* **Work to complete**:
Reproduce, word for word, the stretch of the data below from its first line through the line that contains "column 195, row 99".

(Data entries)
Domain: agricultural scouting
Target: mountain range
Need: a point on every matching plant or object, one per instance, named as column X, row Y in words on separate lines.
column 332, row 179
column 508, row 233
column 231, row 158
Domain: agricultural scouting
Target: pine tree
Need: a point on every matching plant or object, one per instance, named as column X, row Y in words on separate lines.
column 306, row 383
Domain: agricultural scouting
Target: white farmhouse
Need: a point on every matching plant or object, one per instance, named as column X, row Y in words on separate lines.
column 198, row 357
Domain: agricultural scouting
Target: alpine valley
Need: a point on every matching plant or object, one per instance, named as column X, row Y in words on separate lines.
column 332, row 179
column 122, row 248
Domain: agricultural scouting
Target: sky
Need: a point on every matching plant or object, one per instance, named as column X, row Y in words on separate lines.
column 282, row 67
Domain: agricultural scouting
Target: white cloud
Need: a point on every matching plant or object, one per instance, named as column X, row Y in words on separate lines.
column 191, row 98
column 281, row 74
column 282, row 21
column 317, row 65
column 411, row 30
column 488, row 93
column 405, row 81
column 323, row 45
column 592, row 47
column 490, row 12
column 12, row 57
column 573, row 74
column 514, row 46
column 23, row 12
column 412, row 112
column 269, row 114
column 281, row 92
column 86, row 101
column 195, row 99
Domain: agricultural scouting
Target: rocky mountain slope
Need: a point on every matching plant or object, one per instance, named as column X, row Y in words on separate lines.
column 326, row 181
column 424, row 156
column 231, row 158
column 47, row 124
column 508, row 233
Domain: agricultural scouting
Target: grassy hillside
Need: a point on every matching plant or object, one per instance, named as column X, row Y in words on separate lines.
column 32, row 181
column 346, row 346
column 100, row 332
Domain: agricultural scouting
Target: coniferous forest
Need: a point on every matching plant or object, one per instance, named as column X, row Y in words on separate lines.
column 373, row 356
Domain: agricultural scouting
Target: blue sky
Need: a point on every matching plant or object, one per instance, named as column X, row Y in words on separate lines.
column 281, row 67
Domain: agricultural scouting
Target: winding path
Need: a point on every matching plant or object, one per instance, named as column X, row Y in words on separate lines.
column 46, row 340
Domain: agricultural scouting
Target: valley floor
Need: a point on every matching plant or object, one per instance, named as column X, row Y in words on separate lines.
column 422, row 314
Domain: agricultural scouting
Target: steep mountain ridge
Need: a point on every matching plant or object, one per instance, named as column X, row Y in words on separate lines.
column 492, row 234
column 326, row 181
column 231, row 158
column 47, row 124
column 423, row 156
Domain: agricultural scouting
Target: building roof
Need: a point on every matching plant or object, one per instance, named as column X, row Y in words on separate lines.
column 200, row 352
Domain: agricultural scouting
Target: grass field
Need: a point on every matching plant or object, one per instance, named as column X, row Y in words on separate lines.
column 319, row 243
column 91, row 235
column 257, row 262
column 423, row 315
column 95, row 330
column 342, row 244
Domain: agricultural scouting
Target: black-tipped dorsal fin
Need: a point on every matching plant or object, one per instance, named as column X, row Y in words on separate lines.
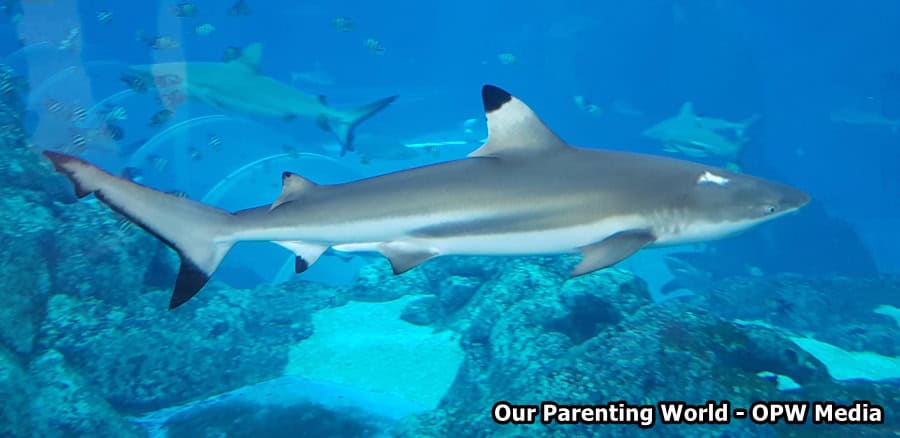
column 513, row 128
column 293, row 186
column 251, row 56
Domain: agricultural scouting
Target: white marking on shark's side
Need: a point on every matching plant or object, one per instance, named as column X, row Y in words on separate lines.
column 524, row 191
column 709, row 177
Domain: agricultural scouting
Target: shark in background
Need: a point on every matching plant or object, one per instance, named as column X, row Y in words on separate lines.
column 238, row 86
column 524, row 191
column 699, row 136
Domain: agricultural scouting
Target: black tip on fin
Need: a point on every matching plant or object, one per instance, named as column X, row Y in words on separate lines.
column 300, row 265
column 190, row 280
column 59, row 163
column 493, row 98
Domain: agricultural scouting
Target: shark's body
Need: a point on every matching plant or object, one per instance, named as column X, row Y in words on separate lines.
column 698, row 136
column 239, row 87
column 525, row 191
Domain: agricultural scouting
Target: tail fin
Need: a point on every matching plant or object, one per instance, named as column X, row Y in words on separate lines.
column 343, row 124
column 198, row 232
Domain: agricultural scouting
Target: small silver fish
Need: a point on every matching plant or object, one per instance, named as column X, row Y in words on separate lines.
column 104, row 16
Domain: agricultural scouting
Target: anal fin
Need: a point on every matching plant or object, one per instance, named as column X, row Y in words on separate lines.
column 611, row 250
column 307, row 253
column 405, row 256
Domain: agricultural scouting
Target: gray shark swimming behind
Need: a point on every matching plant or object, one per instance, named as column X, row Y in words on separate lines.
column 238, row 86
column 524, row 191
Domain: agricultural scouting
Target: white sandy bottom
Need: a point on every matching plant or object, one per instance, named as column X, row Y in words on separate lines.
column 368, row 346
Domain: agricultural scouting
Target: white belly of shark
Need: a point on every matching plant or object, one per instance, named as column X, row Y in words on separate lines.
column 548, row 241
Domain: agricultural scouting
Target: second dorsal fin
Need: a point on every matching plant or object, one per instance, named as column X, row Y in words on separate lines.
column 293, row 187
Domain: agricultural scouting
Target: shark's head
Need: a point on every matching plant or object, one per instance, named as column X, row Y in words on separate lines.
column 719, row 203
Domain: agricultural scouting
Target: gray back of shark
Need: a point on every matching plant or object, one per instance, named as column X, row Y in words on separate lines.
column 525, row 191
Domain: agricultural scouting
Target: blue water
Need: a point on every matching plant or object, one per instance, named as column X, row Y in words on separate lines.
column 794, row 63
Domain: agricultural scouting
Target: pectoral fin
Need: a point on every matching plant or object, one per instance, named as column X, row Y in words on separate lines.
column 404, row 256
column 611, row 250
column 307, row 253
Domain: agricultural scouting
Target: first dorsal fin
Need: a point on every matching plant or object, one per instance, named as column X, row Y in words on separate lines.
column 513, row 128
column 251, row 56
column 293, row 186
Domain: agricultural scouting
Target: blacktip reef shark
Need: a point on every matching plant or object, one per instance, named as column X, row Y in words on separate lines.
column 524, row 191
column 239, row 86
column 698, row 136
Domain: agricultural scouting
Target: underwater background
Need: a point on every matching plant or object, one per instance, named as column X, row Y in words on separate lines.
column 804, row 308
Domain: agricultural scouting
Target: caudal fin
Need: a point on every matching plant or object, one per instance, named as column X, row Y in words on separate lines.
column 201, row 234
column 343, row 124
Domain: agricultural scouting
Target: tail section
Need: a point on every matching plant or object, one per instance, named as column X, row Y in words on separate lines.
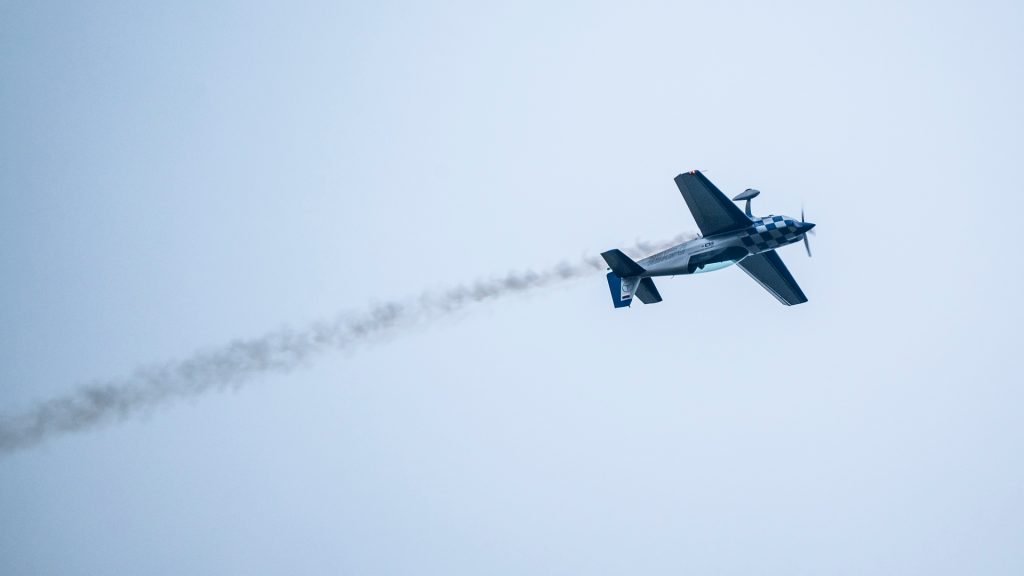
column 622, row 289
column 622, row 264
column 625, row 281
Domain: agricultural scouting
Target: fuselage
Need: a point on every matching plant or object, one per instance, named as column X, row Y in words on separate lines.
column 721, row 250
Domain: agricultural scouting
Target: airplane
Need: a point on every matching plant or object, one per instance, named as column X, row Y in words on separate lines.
column 727, row 237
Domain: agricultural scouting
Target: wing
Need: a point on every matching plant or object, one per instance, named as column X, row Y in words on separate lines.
column 713, row 211
column 767, row 269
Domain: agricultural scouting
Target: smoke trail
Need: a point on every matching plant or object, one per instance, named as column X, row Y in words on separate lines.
column 230, row 366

* **Task answer**:
Domain: agricultural scouting
Target: mountain range
Need: a point on every matching plant or object, one per instance, named as column X, row Y in words on separate lines.
column 332, row 179
column 508, row 233
column 231, row 158
Domain: agricultural scouting
Target: pine tree
Need: a point on every matching plant or object, one per instance, named as column X, row Y in words on separate lines.
column 306, row 383
Domain: agricultural scouting
Target: white farmhouse
Need: a point on every matching plant or object, one per instance, named as column X, row Y in words on separate lines.
column 198, row 357
Domain: agricultural scouting
Target: alpine valley
Need: a point on every matching plant or object, one per instance, named as column X, row Y in words on separate lines.
column 332, row 179
column 122, row 248
Domain: agricultural scouting
Target: sky
Need: a point on every matching plant or object, one per instance, named as column X, row Y in words on separate lines.
column 282, row 67
Domain: agricultural scouting
Target: white cloud
Need: a point on every matching plant or object, one per instance, named as column X, row Y in words on separate lines.
column 191, row 98
column 281, row 74
column 282, row 21
column 317, row 65
column 411, row 30
column 488, row 93
column 405, row 81
column 323, row 45
column 592, row 47
column 490, row 12
column 12, row 57
column 573, row 74
column 514, row 46
column 23, row 12
column 412, row 112
column 269, row 114
column 281, row 92
column 86, row 101
column 195, row 99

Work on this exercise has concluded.